(Records provided Opens)
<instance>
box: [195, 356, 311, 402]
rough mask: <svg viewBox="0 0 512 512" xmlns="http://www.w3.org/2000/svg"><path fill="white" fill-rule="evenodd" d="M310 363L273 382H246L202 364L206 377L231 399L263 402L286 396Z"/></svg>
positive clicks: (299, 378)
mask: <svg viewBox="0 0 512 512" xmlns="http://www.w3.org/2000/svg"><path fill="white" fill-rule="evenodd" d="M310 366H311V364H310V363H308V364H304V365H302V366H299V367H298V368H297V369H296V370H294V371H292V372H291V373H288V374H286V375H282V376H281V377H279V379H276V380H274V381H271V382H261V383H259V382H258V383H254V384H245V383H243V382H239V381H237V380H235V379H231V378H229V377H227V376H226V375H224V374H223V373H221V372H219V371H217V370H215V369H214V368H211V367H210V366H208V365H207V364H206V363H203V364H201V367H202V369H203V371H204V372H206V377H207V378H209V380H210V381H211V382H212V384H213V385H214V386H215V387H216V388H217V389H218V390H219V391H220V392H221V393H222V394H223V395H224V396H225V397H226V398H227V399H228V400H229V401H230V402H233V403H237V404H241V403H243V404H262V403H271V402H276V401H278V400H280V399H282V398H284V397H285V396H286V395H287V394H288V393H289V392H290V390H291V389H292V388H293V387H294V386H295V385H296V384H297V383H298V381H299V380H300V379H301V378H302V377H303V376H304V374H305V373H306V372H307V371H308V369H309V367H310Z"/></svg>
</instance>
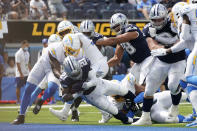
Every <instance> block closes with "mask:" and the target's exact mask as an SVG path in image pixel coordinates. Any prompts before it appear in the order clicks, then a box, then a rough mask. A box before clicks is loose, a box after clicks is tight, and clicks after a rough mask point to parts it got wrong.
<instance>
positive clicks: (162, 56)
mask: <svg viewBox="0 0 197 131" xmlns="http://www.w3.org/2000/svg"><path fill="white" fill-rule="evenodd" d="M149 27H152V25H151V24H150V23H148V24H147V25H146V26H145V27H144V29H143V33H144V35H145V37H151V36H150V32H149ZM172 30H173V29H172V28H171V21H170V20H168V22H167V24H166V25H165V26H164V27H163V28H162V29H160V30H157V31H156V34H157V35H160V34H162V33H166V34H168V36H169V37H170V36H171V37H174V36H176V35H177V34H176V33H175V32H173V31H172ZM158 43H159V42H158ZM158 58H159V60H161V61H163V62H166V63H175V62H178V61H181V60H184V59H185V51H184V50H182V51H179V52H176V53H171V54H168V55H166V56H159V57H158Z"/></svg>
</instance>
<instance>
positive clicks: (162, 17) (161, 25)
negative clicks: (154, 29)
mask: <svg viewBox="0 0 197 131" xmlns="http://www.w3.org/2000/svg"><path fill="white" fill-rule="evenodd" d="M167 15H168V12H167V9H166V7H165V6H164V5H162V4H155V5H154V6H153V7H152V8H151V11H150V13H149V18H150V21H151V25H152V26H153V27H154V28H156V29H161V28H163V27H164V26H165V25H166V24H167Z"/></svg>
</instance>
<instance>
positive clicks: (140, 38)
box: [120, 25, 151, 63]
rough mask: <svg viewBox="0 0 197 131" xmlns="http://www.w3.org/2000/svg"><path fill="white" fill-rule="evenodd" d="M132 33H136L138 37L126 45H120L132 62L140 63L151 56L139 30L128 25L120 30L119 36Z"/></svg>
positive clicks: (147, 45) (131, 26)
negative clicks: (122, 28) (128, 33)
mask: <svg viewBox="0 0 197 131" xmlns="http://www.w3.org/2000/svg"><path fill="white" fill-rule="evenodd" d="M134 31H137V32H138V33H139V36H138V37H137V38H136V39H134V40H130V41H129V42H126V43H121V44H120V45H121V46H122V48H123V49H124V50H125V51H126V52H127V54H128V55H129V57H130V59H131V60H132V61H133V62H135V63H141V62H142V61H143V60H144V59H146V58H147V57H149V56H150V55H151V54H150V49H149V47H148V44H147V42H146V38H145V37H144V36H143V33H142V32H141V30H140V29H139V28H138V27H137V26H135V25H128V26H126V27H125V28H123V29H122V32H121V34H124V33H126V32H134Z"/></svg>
(Records provided Closes)
Assignment: Where the string "rough" occurs in the data, return the whole line.

Output below:
rough mask: <svg viewBox="0 0 512 512" xmlns="http://www.w3.org/2000/svg"><path fill="white" fill-rule="evenodd" d="M310 363L273 382H246L202 364L206 377L231 399L263 402L286 396Z"/></svg>
Every <instance> block closes with "mask:" and the target's exact mask as an SVG path in image pixel coordinates. Any prompts before it appear in the order clicks, then a box, then a rough mask. A box before clicks is loose, a box after clicks is tight, and clicks after a rough mask point to parts it got wrong.
rough mask: <svg viewBox="0 0 197 131" xmlns="http://www.w3.org/2000/svg"><path fill="white" fill-rule="evenodd" d="M132 33H136L138 37L126 45H120L132 62L140 63L151 56L139 30L128 25L120 30L119 36Z"/></svg>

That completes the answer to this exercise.